> [ASSIGNMENT]: Scan the entries below for the word "post" and copy every line where it turns up.

** Opening RECORDS block **

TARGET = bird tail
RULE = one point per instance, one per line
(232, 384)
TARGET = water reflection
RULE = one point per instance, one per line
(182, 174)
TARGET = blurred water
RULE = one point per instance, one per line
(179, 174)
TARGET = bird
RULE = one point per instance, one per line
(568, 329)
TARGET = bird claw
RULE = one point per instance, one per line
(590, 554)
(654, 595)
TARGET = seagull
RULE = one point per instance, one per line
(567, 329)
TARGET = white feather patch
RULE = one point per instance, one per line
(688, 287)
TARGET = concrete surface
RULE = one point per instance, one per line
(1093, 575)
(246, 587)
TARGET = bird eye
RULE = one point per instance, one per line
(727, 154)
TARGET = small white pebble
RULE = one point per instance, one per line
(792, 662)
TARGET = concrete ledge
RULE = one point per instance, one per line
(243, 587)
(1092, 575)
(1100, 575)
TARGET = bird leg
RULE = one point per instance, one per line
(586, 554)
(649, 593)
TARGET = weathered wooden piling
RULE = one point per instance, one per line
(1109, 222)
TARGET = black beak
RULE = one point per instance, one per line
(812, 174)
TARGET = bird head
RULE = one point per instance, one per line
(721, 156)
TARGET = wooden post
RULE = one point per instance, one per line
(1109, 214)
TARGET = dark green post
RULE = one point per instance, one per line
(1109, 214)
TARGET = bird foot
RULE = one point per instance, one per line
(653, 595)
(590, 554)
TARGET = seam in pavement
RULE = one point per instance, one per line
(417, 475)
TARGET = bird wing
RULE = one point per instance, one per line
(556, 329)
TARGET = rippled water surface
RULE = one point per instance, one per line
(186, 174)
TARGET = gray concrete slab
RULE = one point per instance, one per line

** Closing RECORDS block **

> [WRITTEN REPLY]:
TARGET = wooden post
TARGET = dark green post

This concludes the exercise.